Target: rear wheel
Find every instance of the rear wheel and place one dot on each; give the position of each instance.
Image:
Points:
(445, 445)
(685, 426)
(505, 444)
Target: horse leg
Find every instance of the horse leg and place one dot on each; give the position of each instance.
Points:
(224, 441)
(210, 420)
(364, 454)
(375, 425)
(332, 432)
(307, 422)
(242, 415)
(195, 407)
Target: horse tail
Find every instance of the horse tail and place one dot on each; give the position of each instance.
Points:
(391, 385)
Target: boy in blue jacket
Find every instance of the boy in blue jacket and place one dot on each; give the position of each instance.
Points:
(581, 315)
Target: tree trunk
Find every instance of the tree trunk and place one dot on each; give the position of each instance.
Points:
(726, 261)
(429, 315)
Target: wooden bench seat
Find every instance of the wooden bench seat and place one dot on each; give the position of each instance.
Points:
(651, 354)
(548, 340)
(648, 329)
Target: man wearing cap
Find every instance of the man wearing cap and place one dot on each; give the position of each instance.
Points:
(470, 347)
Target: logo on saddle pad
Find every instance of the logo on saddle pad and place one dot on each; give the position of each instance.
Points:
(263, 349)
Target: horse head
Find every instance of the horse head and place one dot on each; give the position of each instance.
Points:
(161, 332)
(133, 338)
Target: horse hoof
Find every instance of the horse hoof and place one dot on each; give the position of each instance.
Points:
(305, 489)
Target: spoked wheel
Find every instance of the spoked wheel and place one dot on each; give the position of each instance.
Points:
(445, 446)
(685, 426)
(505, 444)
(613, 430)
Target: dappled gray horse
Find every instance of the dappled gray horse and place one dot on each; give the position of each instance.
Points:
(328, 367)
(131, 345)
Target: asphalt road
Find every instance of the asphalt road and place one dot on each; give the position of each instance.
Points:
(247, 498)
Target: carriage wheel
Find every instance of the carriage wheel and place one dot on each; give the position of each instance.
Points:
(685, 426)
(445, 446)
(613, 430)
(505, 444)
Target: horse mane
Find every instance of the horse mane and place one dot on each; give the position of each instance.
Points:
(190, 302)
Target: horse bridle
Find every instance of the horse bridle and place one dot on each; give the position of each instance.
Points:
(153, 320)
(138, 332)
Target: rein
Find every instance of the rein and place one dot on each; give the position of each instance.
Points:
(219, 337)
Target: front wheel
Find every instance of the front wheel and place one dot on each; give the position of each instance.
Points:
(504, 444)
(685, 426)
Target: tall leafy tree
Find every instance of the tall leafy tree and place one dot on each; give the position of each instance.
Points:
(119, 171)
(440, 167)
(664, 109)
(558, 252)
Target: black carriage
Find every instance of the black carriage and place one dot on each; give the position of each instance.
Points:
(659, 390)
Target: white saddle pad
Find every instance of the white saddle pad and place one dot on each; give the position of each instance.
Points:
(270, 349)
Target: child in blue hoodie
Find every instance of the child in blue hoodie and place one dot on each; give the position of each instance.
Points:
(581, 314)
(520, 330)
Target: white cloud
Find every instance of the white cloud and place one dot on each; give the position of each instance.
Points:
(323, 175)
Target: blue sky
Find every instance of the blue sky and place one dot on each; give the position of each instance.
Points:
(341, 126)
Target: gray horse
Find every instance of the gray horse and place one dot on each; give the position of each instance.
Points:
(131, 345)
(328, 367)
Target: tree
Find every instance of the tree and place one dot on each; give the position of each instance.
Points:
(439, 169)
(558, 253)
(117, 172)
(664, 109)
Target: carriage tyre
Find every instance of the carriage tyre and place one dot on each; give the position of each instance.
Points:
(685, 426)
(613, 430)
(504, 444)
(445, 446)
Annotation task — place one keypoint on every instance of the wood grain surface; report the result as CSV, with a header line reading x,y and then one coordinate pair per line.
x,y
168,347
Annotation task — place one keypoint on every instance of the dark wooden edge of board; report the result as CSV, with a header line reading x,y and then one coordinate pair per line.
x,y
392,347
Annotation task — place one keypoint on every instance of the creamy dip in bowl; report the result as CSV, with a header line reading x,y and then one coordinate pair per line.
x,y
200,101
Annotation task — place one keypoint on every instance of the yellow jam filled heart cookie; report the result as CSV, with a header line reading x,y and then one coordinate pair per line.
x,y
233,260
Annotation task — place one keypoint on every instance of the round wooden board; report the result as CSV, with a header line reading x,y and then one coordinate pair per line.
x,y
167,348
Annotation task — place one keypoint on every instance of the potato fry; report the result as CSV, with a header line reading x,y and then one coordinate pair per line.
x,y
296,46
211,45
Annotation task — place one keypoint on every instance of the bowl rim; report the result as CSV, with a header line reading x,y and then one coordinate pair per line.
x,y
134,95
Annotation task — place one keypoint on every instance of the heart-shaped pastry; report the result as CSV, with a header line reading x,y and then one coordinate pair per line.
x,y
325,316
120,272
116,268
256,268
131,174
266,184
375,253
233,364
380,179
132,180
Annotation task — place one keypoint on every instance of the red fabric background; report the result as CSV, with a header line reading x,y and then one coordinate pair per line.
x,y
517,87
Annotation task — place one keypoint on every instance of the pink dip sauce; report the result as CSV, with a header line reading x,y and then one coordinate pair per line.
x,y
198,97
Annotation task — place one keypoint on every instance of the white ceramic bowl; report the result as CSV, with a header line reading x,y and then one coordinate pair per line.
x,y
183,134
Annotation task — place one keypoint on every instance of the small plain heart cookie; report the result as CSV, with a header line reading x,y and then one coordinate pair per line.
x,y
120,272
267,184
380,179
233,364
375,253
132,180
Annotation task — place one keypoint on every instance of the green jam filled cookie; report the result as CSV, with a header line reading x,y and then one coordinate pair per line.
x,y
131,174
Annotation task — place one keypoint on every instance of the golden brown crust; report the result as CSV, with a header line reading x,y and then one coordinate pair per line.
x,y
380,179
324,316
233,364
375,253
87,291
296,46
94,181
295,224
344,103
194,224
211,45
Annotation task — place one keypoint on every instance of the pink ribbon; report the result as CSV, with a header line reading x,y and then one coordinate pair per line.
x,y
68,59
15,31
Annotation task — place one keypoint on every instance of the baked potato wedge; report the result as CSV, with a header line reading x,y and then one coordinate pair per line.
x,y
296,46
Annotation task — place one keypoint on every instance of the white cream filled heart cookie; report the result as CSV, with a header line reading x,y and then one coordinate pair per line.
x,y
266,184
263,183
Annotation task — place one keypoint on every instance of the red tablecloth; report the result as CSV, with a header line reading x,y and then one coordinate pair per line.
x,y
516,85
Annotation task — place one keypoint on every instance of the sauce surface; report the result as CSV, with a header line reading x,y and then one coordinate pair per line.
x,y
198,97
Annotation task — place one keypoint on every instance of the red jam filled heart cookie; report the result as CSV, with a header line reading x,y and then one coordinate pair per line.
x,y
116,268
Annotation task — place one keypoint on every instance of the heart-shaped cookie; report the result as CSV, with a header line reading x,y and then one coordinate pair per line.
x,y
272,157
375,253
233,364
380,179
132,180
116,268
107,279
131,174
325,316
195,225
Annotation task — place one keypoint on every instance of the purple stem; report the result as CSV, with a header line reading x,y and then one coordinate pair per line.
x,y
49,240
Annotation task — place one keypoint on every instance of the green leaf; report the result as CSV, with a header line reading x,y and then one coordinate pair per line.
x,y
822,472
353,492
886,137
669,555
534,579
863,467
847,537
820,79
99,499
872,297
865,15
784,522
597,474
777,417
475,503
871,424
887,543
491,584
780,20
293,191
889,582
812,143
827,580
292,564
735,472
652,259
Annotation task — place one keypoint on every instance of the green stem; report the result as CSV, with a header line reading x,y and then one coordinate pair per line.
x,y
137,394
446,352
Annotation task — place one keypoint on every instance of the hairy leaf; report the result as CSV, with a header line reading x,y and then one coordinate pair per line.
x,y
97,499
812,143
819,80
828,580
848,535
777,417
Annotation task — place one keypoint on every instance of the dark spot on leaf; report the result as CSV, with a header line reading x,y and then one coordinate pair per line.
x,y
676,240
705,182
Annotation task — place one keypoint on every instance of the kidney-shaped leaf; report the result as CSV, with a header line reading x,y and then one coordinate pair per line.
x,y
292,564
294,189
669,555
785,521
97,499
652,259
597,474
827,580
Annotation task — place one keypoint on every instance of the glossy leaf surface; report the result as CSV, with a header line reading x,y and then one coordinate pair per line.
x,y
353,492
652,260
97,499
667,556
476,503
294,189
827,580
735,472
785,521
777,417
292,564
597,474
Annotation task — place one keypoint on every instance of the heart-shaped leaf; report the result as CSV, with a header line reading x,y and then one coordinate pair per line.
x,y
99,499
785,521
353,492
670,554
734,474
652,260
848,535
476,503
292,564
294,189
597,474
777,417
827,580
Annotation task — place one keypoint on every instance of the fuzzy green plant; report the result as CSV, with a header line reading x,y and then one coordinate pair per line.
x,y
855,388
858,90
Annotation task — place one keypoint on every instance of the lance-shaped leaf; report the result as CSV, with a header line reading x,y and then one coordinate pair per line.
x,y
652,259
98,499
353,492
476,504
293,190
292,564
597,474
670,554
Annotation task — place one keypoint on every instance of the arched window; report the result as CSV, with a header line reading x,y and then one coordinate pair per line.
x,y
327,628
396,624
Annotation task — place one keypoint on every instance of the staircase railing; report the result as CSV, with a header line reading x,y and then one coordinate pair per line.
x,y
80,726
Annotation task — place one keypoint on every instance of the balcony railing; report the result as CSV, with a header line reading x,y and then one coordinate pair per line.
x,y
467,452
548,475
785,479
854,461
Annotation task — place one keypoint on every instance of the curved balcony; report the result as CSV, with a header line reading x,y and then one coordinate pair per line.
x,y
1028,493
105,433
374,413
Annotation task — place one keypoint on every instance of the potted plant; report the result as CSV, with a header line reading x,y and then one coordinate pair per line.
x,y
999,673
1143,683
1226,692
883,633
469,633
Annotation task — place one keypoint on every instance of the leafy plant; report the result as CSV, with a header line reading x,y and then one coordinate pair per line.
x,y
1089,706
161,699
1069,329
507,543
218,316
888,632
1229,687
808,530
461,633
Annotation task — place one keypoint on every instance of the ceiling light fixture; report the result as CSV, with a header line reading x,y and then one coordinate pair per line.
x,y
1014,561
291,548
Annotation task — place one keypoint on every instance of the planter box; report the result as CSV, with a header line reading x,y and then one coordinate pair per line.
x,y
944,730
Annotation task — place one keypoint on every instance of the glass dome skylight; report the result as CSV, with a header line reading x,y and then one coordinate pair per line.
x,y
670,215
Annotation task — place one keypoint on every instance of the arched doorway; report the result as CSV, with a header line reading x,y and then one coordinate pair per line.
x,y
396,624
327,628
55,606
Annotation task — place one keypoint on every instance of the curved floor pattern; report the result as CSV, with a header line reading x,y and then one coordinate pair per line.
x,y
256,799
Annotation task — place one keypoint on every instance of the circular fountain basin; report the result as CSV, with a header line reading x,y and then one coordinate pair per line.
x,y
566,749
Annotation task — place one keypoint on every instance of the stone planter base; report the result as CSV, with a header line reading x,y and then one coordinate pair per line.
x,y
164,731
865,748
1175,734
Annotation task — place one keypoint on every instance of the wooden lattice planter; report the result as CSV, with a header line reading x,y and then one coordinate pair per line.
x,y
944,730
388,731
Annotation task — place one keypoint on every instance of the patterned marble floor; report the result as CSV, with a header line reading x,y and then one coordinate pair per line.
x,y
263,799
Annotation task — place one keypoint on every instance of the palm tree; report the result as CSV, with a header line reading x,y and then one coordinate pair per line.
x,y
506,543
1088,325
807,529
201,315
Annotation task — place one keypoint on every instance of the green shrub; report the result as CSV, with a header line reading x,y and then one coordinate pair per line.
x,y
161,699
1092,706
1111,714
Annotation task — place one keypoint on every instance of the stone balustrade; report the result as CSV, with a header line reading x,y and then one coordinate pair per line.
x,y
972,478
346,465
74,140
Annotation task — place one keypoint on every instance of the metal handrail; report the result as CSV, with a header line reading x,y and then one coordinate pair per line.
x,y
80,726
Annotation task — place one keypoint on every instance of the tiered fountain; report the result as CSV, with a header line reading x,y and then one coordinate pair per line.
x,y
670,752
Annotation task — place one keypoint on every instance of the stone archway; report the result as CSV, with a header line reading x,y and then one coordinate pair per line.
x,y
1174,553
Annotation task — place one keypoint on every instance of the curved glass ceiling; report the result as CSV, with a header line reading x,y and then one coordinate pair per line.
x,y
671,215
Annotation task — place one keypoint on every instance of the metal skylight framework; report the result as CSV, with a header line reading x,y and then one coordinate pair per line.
= = = = =
From the line holding "the metal handrail;" down to the final line above, quote every line exactly and only those lines.

» Task solution:
Annotation task — place one keypoint on every instance of the metal handrail; report the result as CSV, with a header line reading x,y and then one coordinate pair per line.
x,y
80,726
Annotation task — place one keypoint on every instance of the tiered fountain; report the result as CSV, with a header line reading x,y and then one coordinate pair per line.
x,y
670,752
Annotation task — place one keypoint on every instance of the stone archway; report the result as CSV, with a header line reading x,y and then one coordinate pair per line.
x,y
1174,553
Annotation task — place one keypoint on every instance of the curved glass ceiling; report the result as CSV, with a header line reading x,y and then one coordinate pair per line.
x,y
671,215
Annotation task — place one keypoint on every instance of the metal skylight framework; report the result as CSV, with a header line reading x,y and then one coordinate pair per line.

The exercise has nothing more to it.